A Ave Maria como uma oração
É geralmente usado como um assunto de reprovação contra os católicos pelos reformados que a Ave Maria que eles repetem tão constantemente não seria propriamente uma oração. Seria uma saudação que não conteria qualquer petição (ver. e.g. Latimer, Obras, II, 229-230). Esta objeção parece ter sido percebida há muito tempo, e como consequência não era incomum durante os séculos XIV e XV para aqueles que recitavam suas Aves privadamente adicionar algumas cláusulas ao final, após as palavras “ventris tui Jesus”. Vestígios desta prática nos encontram particularmente nas paráfrases em versos da Ave que datam daquele período. A mais famosa delas é a que é atribuída, embora incorretamente, a Dante, e pertencendo em todo o caso à primeira metade do século XIV. Nesta paráfrase a Ave Maria termina com as seguintes palavras:
O Vergin benedetta, sempre tu
Ora per noi a Dio, che ci perdoni,
E diaci grazia a viver si quaggiu
Che’l paradiso al nostro fin ci doni;
(Ó bendita Virgem, roga a Deus por nós sempre, que Ele possa nos perdoar e nos dar a graça, para viver aqui embaixo de modo que Ele possa nos recompensar com o paraíso na nossa morte.)
Comparando as versões da Ave existentes em várias línguas, p.ex. italiana, espanhola, alemã, provençal, nós descobrimos que há uma tendência geral a concluir com uma apelação pelos pecadores e especialmente por ajuda na hora da morte. Ainda assim uma boa gama de variações prevaleceram nestas formas de petição. Ao final do século XV não havia uma conclusão aprovada oficialmente, embora uma forma que lembrava aproximadamente a nossa presente fórmula era às vezes designada como “a oração do Papa Alexandre VI” (ver “Der Katholik”, abril de 1903, p. 334), e era entalhada separadamente nos sinos (Beisesel, “Verehrung Maria”, p. 460). Mas para propósitos litúrgicos a Ave até o ano de 1568 terminava com “Jesus, Amém” e uma observação no “Myroure of our Ldy” escrita para as freiras brigetinas de Syon, claramente indicava este sentimento geral.
Some saye at the begynnyng of this salutacyon Ave benigne Jesu and some saye after ‘Maria mater Dei’, with other addycyons at the ende also. And such thinges may be saide when folke saye their Aves of theyr own devocyon. But in the servyce of the chyrche, I trowe it to be moste sewer and moste medeful (i.e. meritorious) to obey the comon use of saying, as the chyrche hath set, without all such addicions.
Alguns dizem ao começo desta saudação Ave bendito Jesus e alguns dizem após ‘Maria mãe de Deus’, com outras adições ao final também. E tais coisas podem ser ditas quando alguém rezar as Aves de sua própria devoção. Mas no serviço da igreja, eu penso ser mais conveniente e mais meritório obedecer ao uso comum da oração, como a igreja determina, sem todas essas adições.

- **Informações fornecidas**
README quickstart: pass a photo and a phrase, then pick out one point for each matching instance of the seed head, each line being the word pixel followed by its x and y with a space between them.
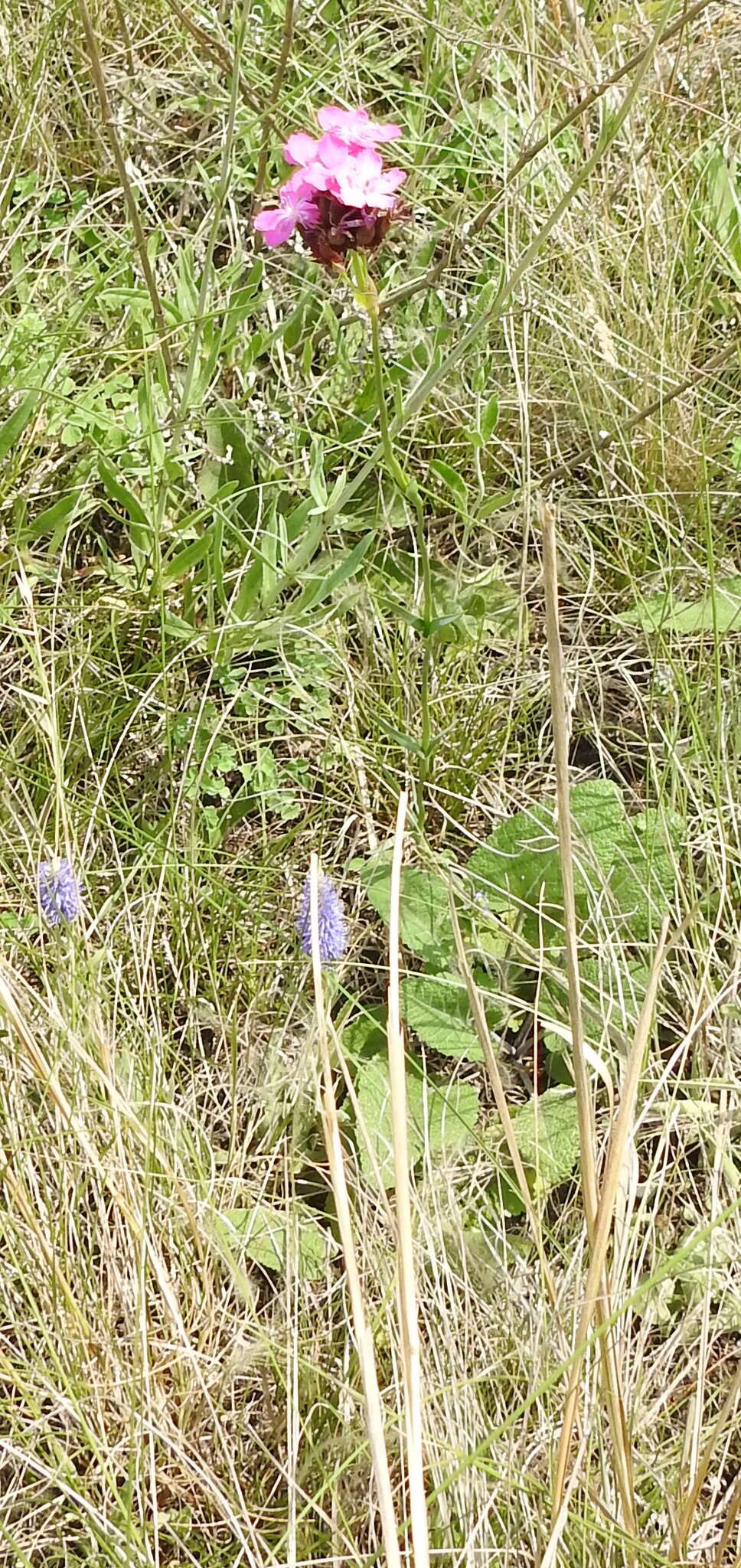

- **Objetivo indicado A**
Reproduza palavra por palavra a passagem do texto sobre a Ave Maria que vai de "Some saye at" até "all such addicions.".
- **Objetivo indicado B**
Segundo o texto sobre a Ave Maria, até que ano a oração terminava com "Jesus, Amém" para propósitos litúrgicos?
A listagem é um material à parte, independente do texto sobre a Ave Maria.

- **Resposta A**
Some saye at the begynnyng of this salutacyon Ave benigne Jesu and some saye after ‘Maria mater Dei’, with other addycyons at the ende also. And such thinges may be saide when folke saye their Aves of theyr own devocyon. But in the servyce of the chyrche, I trowe it to be moste sewer and moste medeful (i.e. meritorious) to obey the comon use of saying, as the chyrche hath set, without all such addicions.

- **Resposta B**
Até o ano de 1568.